[Record extracts start]

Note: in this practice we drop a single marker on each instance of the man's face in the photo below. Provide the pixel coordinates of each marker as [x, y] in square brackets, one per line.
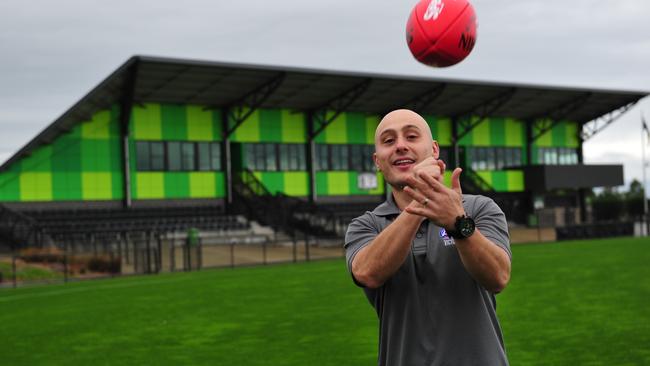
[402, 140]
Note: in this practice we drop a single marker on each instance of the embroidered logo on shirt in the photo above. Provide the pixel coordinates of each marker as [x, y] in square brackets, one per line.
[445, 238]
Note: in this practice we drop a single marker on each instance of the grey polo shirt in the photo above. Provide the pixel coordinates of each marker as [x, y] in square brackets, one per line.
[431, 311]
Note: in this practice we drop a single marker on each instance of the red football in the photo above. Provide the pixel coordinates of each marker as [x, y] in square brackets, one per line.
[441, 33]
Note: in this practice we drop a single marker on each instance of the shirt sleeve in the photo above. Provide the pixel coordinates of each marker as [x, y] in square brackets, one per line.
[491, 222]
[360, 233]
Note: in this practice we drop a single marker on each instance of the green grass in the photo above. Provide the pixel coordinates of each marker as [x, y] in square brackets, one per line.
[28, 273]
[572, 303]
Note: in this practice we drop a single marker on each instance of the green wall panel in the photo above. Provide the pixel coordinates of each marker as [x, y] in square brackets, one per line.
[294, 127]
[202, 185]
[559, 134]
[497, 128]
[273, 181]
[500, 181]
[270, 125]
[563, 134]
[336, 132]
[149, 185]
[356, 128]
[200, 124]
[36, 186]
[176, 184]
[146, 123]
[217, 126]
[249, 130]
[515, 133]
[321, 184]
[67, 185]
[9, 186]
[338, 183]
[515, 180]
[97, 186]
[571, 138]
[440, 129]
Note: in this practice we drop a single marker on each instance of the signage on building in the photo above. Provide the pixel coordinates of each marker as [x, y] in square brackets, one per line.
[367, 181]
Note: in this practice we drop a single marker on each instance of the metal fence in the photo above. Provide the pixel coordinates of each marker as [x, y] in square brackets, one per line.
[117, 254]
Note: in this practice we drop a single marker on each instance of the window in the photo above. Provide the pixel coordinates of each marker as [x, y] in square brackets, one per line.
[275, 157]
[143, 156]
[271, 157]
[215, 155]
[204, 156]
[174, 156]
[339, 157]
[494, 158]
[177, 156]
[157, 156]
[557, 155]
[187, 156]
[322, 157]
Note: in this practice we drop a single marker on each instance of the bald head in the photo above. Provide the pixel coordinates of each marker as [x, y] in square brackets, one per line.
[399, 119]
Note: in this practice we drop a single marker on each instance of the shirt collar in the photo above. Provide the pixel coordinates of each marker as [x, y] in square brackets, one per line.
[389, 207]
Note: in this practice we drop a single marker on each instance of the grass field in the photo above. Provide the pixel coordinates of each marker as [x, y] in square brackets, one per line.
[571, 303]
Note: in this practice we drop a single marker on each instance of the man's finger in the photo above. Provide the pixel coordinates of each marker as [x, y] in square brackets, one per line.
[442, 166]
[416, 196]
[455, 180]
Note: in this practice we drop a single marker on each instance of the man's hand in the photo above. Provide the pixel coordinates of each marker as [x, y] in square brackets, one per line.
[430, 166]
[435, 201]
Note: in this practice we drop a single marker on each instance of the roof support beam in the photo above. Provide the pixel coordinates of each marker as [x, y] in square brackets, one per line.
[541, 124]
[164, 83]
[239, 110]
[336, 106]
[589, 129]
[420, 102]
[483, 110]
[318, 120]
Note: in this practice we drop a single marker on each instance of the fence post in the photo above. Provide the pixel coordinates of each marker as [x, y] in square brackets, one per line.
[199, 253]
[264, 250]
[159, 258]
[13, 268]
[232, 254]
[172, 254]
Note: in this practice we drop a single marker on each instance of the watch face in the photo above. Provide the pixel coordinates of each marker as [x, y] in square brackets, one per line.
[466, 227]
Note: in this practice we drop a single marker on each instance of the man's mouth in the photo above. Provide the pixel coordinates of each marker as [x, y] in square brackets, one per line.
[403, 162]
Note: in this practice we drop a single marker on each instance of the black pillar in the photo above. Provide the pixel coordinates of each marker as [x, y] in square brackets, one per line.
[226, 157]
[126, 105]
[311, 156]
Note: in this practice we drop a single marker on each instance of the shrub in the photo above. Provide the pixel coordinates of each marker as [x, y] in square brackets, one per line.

[Record extracts end]

Repeat each entry precisely as it appears. Leave the pictures out.

▶ Full response:
Note: in this practice we drop a single marker on each instance of the man's face in the photo below. Provide the pixel coordinates of each marker as [x, y] in square brackets, one per line.
[402, 140]
Note: in this practice we drop a single marker on each instance of the embroidered logo on shirt in the photo above. Provide the pixel coordinates of each marker as [x, y] in square brackets, one per line.
[445, 238]
Note: in this practice we drop a single marker on each instance of the grey polo shirt in the photo above. Provide the pixel coordinates of each marker as [x, y] in square brackets, one per line.
[431, 311]
Note: in this practice we drop a single marker on each instance of the red football in the photo above. Provide the pixel coordinates of each marker as [x, y] in square brackets, one per line.
[441, 33]
Note: in this practice we drop a single marker on each instance of the shirt sleeve in the photo above. Provide the pixel coordinates of each marker as [x, y] in square brackets, one per line.
[491, 222]
[360, 233]
Note: in this practice we drop a single marker on each instance of the green grass in the photo above. Provide the pixel coordinates of each marker as [x, y] in square brackets, one per line.
[28, 273]
[572, 303]
Note: in this practice we drop a single marker on each instance of the green wall panel in the photo above. Provide the pixel coordinates of each marker as [x, y] in square brackets, one per line.
[294, 127]
[202, 185]
[559, 134]
[497, 128]
[273, 181]
[500, 181]
[270, 125]
[563, 134]
[336, 132]
[149, 185]
[356, 128]
[200, 124]
[36, 186]
[176, 184]
[146, 123]
[217, 126]
[249, 130]
[515, 133]
[321, 184]
[67, 185]
[9, 186]
[338, 183]
[515, 180]
[97, 186]
[571, 138]
[440, 129]
Note: in this practice we drop a single marker on each instance of the signage on building in the photo above. Provide the pixel coordinates of each marker as [x, y] in square brackets, one per line.
[367, 181]
Note: in this practice we drop a single marker on each instance of the metal fence in the photo above. Provide the pixel coordinates of each marker as [x, y] in square brackets, one per line.
[117, 254]
Note: in this practice we drop a single marker on each instance of the window in the photo above. Provide the pixel coordinates of each marker as [x, y] in square brackets, one per line.
[275, 157]
[143, 156]
[271, 157]
[215, 155]
[204, 156]
[174, 156]
[339, 157]
[494, 158]
[177, 156]
[157, 156]
[557, 155]
[187, 156]
[322, 157]
Note: in this practice we drop a single marker on each instance of the bald head in the photo above. Provide the pixel coordinates of each marker as [x, y] in square brackets, one per line.
[399, 119]
Note: in this practice we drop a single marker on each instance of the shirt collar in the photo above. Provide the pixel coordinates of each marker as [x, y] in square brackets, one per line.
[389, 207]
Note: in this practice we drop a single marker on each instance of the grass field in the photo above. Provide the pixel coordinates of each marker as [x, y] in square brackets, one per line.
[571, 303]
Note: in this practice we drop a single marker on each instance of the man's finger in the photo above. Provide the pixel coordinates of each marker as [x, y] in square brackets, one per line.
[442, 166]
[416, 196]
[455, 180]
Note: in this practice we drop a single marker on each instance of the man's hand in the photo above. Provide the pixel coordinates of each marker as [x, y] in square brackets, one per line.
[430, 166]
[435, 201]
Note: in this practice we drop a single marker on each instance of the roof support beam in the photo above. Provide the pixel coordinates of each marker as [x, y] in square brackets, one per line.
[541, 124]
[164, 83]
[239, 110]
[336, 106]
[589, 129]
[420, 102]
[483, 110]
[318, 120]
Note: in this practice we drop a single marker on each instance of the fence post in the photo above. Provide the pixel coordinates of each marker as [x, y] in square brackets, one per line.
[199, 253]
[264, 250]
[159, 258]
[13, 268]
[232, 254]
[172, 254]
Note: in this practice we drop a single marker on each instance of the watch face in the photo above. Provide the pixel coordinates of each marker as [x, y] in square brackets, one per line.
[466, 227]
Note: in this practice we drop a single marker on each instance of the man's mouth in the photo above. Provide the pixel coordinates of each marker as [x, y] in square brackets, one per line.
[403, 162]
Note: in this practice we drop a single marker on each instance of the black pillar in the photo above. Provide the pixel coordinates of each marker as [x, y] in square brackets, one per line.
[226, 157]
[126, 105]
[311, 156]
Note: in this practice we drop a single marker on each instance of the shrub in the photo above. Provide the pixel coordinates of each marker as [x, y] in square brackets, one per line.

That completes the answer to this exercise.